PROBLEM STATEMENT: Extract every line below that contains the word "rope". Treat uppercase and lowercase letters as different.

TASK INPUT:
*-*-*
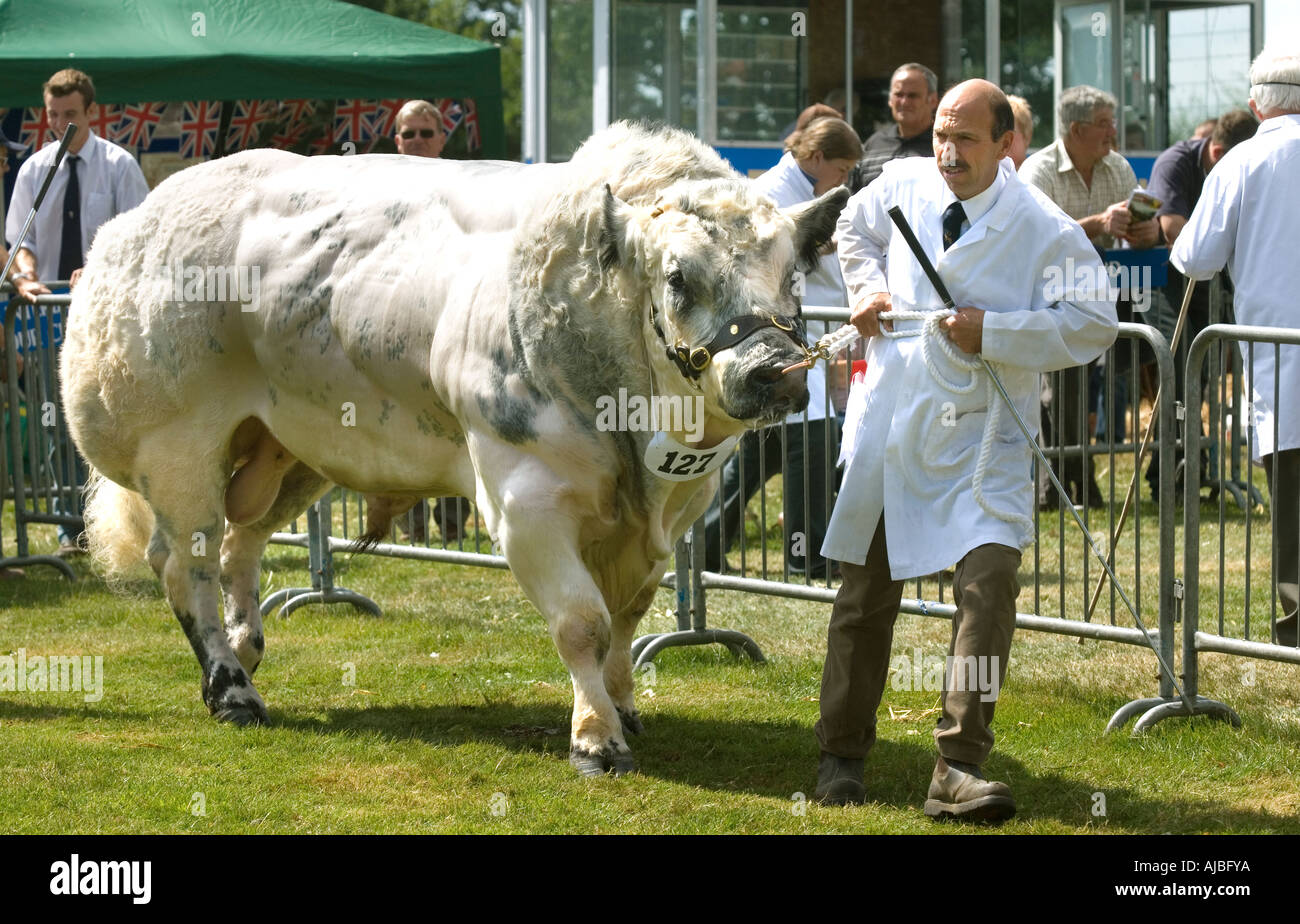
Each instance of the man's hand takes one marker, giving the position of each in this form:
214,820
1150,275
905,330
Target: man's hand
863,316
966,329
1143,234
30,289
1114,220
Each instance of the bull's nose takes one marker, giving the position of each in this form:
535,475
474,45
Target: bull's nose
785,386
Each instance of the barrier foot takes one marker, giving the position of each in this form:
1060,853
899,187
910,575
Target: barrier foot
52,560
1129,710
737,642
1244,495
1157,708
303,595
278,598
1201,706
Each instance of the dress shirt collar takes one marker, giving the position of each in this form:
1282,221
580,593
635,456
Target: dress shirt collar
976,205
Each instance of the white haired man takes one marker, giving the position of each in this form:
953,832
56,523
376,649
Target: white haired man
1247,220
419,130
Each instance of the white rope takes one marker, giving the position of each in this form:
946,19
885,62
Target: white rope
931,333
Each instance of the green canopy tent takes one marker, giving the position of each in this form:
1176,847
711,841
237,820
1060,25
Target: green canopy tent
229,50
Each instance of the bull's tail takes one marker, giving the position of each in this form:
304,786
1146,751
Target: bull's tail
118,525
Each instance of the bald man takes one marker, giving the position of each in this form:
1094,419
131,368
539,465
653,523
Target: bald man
953,480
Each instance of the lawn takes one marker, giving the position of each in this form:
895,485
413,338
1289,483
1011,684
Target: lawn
450,714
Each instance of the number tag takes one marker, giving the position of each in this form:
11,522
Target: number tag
674,461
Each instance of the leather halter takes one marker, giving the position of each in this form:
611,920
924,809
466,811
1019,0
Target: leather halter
693,360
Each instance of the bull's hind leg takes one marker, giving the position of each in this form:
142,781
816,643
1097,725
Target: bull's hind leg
241,562
189,507
551,573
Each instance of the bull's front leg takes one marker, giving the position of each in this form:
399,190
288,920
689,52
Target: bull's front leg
619,681
549,568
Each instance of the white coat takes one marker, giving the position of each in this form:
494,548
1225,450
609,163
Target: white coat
787,185
910,445
1247,220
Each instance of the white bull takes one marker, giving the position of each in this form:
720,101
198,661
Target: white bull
424,329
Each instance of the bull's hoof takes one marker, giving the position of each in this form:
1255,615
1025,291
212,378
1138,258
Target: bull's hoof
598,763
631,721
623,764
243,714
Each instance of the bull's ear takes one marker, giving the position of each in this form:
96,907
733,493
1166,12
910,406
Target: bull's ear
615,229
814,225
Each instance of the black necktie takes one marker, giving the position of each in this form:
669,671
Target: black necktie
953,217
70,256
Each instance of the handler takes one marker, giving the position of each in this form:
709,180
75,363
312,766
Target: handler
921,467
1247,220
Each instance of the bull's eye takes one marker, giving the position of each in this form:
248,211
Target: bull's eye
679,289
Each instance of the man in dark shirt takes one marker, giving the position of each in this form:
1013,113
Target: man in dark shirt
1175,179
913,99
1179,172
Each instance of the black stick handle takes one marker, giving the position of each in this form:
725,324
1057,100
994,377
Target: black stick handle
931,273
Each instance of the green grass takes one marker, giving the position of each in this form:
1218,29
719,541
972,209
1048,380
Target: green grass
434,744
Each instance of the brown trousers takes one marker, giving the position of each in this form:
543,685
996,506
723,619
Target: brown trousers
861,634
1285,503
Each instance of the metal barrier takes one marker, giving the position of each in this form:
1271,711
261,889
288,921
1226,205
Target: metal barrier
46,489
1229,429
44,471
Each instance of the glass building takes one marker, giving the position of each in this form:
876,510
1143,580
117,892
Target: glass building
737,72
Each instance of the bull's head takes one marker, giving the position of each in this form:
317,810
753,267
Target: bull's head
719,264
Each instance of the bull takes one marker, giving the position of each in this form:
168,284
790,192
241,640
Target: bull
429,328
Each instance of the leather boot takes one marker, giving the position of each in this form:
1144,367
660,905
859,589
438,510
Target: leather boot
839,781
961,792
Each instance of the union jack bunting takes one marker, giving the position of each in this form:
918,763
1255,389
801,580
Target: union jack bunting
35,128
137,124
386,117
246,122
354,121
287,135
104,121
295,111
199,129
451,115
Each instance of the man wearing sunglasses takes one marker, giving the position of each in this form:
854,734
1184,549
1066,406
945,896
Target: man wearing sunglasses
419,133
419,130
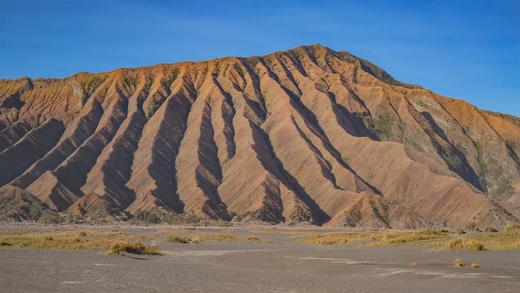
*-*-*
THE ANSWER:
Each instance of the white rope takes one marker, giving the position of each in this form:
Target: white rope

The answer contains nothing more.